■ **TAREFAS**
a - Cite, sem alterações, o trecho do texto sobre o populismo nas eleições brasileiras que se inicia com as palavras "Seguiram-se Juscelino Kubitschek, em" e se encerra em "Bolsonaro, em 2019.".
b - Mostre todas as linhas em que aparece a palavra "tire".

■ **TRECHO FORNECIDO**
O atual embate a que o Brasil assiste lembra os estertores da República Romana, com o sangrento confronto entre Mário e Sila. Modesto Carvalhosa para o Estadão:
As
eleições de outubro deste ano voltam a ter dois candidatos populistas,
como ocorreu no segundo turno em 1989, entre Fernando Collor de Mello e
Lula. Só que, desta vez, o radicalismo das legiões de fanáticos que
seguem os dois notórios postulantes vai levar a campanha a níveis de
baixeza nunca dantes experimentados.
Desde
1930, com a queda da Primeira República, houve sempre um líder
populista que se apresentou como defensor do povo “contra os seus
exploradores”. E estes “condutores do povo” sempre derrotaram os
candidatos democráticos, civilizados, representados, primeiramente, pela
antiga União Democrática Nacional (UDN), e que formulavam propostas
coerentes para as grandes questões nacionais. Quem venceu o primeiro
embate eleitoral entre essas duas forças foi o maior e mais longevo
líder populista de nossa história, o ex-ditador Getúlio Vargas, à frente
dos chamados queremistas; depois, por intermédio do seu preposto Eurico
Gaspar Dutra, em 1946; e, novamente, por ele próprio, em 1951.
Seguiram-se Juscelino Kubitschek, em 1956; Jânio Quadros, em 1961;
Collor, em 1990; Lula, em 2003; sua preposta Dilma Rousseff, em 2011; e
Jair Bolsonaro, em 2019.

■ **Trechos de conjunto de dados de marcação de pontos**
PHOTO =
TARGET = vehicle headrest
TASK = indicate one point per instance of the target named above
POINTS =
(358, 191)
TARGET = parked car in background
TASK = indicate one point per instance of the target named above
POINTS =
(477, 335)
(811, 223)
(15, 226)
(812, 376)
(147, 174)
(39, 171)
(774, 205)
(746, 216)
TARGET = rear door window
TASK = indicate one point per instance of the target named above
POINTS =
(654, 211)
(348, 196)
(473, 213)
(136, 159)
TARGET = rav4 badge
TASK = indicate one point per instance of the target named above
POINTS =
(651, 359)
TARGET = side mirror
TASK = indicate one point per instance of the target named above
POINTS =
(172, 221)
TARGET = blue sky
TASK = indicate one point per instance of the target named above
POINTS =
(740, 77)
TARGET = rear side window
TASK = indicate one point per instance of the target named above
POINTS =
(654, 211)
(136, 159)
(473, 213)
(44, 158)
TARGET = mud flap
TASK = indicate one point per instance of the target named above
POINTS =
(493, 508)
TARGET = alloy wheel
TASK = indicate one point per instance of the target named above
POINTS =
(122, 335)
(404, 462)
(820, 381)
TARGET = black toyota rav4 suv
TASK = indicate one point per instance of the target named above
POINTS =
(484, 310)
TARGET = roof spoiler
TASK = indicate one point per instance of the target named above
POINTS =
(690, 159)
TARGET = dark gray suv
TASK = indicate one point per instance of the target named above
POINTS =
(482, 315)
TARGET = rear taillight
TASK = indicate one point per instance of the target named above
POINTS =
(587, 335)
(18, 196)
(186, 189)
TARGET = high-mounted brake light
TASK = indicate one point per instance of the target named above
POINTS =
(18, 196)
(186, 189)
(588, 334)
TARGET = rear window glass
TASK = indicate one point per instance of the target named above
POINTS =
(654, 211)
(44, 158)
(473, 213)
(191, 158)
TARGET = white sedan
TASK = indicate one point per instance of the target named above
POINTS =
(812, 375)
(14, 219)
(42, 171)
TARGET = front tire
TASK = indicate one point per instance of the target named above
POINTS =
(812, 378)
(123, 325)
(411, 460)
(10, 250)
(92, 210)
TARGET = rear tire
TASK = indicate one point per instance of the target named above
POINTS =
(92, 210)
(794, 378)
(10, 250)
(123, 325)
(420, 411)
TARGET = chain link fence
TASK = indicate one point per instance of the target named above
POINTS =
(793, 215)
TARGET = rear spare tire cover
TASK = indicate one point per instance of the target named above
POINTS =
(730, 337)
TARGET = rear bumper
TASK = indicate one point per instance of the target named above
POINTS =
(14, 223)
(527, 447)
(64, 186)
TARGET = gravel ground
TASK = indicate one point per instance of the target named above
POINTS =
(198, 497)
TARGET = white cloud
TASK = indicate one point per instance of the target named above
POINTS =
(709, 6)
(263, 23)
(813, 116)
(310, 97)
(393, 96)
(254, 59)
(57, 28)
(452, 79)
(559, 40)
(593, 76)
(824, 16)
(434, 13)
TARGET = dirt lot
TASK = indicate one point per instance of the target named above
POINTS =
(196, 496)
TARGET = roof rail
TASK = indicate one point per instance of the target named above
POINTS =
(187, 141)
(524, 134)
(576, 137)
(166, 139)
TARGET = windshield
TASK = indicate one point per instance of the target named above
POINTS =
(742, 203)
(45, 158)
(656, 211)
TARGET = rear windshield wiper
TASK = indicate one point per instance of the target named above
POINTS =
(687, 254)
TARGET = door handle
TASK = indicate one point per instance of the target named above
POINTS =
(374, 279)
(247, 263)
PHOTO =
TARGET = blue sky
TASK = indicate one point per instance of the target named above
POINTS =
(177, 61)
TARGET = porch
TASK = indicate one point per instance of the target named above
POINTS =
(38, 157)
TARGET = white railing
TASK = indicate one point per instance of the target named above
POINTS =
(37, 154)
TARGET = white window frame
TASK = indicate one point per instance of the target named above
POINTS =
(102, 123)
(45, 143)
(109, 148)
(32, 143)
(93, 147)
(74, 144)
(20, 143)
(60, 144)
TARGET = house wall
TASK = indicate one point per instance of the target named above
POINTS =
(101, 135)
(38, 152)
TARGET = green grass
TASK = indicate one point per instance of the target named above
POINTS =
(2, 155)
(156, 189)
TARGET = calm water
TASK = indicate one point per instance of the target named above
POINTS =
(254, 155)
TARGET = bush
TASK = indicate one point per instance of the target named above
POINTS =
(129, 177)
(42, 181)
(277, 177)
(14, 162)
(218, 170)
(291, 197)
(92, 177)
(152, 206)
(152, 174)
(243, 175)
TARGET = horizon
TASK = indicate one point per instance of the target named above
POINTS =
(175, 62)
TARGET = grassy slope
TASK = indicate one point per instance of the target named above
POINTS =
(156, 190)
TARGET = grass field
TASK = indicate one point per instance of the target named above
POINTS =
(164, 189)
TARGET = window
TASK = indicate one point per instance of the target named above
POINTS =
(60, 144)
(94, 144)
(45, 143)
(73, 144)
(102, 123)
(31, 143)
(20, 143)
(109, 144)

■ **RESULTADOS ESPERADOS**
a -
Seguiram-se Juscelino Kubitschek, em 1956; Jânio Quadros, em 1961;
Collor, em 1990; Lula, em 2003; sua preposta Dilma Rousseff, em 2011; e
Jair Bolsonaro, em 2019.

b -
TARGET = front tire
TARGET = rear tire
TARGET = rear spare tire cover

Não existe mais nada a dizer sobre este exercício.